Assc. Professor of Biology and Adjunct Curator of Vertebrate Paleontology, Greg Wilson, and his collaborators received the 2017 Bergstrom Award from the College of Arts & Sciences for their proposal "Prehistoric Body Theater"! Many congratulations to everyone involved!
The team aims to being the Bergstrom funded project in January 2018. The Prehistoric Body Lab would run Winter Quarter 2018, concluding with an audition. The “Ghosts of Hell Creek” rehearsal process would run through Spring Quarter 2018, with the final performance / presentation in early May. Greg Wilson has invited Ari to join the June 2017 field work in the Hell Creek formation, Montana. Ari aims to film an independent documentary of the dig site for both the UW student participants and Ari’s Indonesian collaborators and community.

Task requirements — Return the Bergstrom Award announcement above word for word, in full.

Records shown —
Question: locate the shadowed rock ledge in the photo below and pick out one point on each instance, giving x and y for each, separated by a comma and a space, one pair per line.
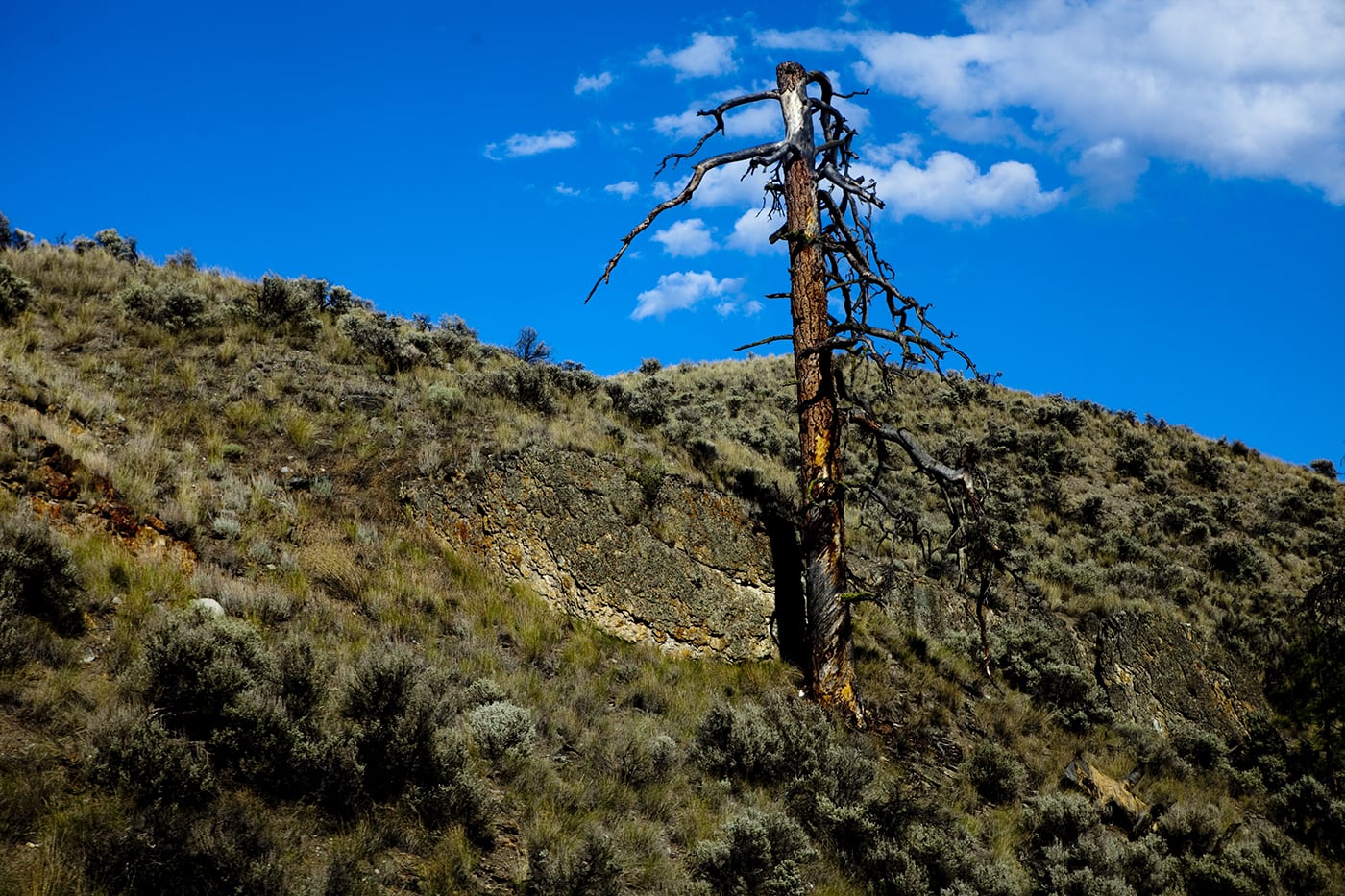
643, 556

* * *

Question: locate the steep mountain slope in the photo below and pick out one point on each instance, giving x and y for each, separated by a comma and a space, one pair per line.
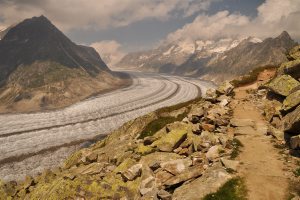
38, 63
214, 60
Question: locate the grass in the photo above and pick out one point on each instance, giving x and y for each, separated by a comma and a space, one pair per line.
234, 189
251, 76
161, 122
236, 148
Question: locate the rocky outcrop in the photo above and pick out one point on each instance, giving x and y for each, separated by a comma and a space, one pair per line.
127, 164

Response —
Assc. Professor of Biology and Adjunct Curator of Vertebrate Paleontology, Greg Wilson, and his collaborators received the 2017 Bergstrom Award from the College of Arts & Sciences for their proposal "Prehistoric Body Theater"! Many congratulations to everyone involved!
The team aims to being the Bergstrom funded project in January 2018. The Prehistoric Body Lab would run Winter Quarter 2018, concluding with an audition. The “Ghosts of Hell Creek” rehearsal process would run through Spring Quarter 2018, with the final performance / presentation in early May. Greg Wilson has invited Ari to join the June 2017 field work in the Hell Creek formation, Montana. Ari aims to film an independent documentary of the dig site for both the UW student participants and Ari’s Indonesian collaborators and community.